■ **What you should do**
Write the records out again exactly, leaving no images in.

## START

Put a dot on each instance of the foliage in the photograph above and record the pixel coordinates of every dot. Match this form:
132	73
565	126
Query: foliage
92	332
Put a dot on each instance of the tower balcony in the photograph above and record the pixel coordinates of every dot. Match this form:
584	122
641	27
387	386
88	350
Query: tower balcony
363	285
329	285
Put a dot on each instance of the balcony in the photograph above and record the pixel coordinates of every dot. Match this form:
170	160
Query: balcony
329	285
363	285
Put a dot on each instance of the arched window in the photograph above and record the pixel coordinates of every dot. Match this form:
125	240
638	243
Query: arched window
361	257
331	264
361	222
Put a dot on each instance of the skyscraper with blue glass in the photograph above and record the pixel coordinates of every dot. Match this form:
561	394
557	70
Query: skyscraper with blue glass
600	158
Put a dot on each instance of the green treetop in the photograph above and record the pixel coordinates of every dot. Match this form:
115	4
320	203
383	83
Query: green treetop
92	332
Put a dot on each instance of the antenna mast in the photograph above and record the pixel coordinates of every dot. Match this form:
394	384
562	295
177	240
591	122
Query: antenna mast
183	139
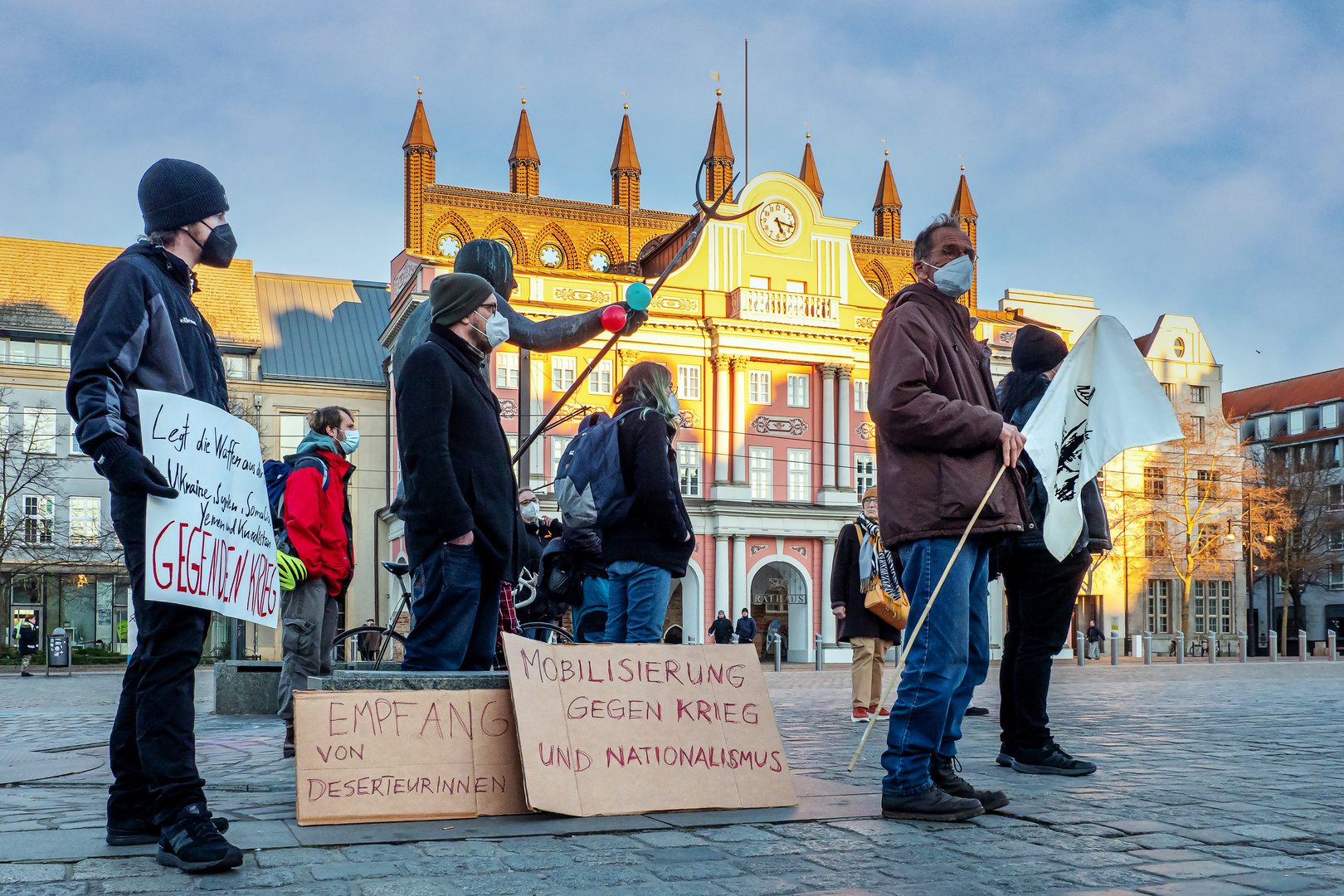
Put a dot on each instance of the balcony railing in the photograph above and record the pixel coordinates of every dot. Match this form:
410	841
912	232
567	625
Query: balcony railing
784	308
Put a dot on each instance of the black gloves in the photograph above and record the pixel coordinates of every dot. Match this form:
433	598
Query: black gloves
129	472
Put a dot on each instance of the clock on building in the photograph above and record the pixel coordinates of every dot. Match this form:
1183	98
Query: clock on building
777	221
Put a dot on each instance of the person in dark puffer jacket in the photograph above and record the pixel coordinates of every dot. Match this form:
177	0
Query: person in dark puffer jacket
655	540
140	329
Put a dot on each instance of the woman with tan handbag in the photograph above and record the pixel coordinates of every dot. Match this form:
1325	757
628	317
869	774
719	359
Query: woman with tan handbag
869	606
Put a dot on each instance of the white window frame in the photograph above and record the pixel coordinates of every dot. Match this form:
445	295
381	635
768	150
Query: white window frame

## END

■ **Solution for this exercise**
Put a dot on each instance of the foliage in the photograph above and record the pixel coordinates of every dot. Match this form:
132	73
565	126
Query: foliage
92	332
Put a dot on each instance of the tower balcony in the photograph above and record the pixel coordinates of every dot. Match this form:
584	122
641	27
387	386
88	350
Query: tower balcony
363	285
329	285
Put a dot on each instance of the balcony in the photograph above and record the pixel coordinates of every dot. Match this form:
170	160
Query: balcony
329	285
363	285
Put a dot on each instance of the arched window in the photograph above and record the pixel coordinates of every dot. Match this form:
125	240
638	243
Query: arched window
361	257
331	264
361	222
Put a dot on each instance of the skyscraper with blue glass in the photograph above and record the pixel coordinates of every dot. Match this form:
561	394
557	70
Query: skyscraper with blue glass
600	158
Put a dot on each instance of the green treetop in the photograph above and record the pixel coordinates of every dot. Match this form:
115	4
320	203
383	83
Query: green treetop
92	332
Put a dot on each instance of the antenna mast in the photograph above and record the pixel coordinates of every dot. Match this form:
394	384
562	295
177	240
591	122
Query: antenna mast
183	139
Put a dot on each instance of the balcony railing in the photograph above and record the pixel coordinates of every dot. Match this form:
410	841
912	232
567	625
Query: balcony railing
784	308
Put a dot on each instance of the black gloves in the photograph above and record the pixel coordinates of every dot. Match this form:
433	598
Query: black gloves
129	472
Put a dot on each instance of the clock on building in the photograph above and record the pixel coordinates of every dot. Match this form:
1183	98
Query: clock on building
777	221
Put a dot on each instance of the person in dark puffer jacket in the photograph above and record the pixel coordinates of every dot. Match this form:
177	0
Query: person in dark puffer jacket
655	540
140	329
Put a dot on each instance of the woman with tan handbag in the photograph above and record the pixel coordinates of every dot. Match this form:
1325	757
628	317
869	774
719	359
Query: woman with tan handbag
869	606
Put a dot on each instance of the white window frame in the photograph above and record the pixel coordinates of every dot. Match this form:
445	295
381	635
768	150
Query: white window frame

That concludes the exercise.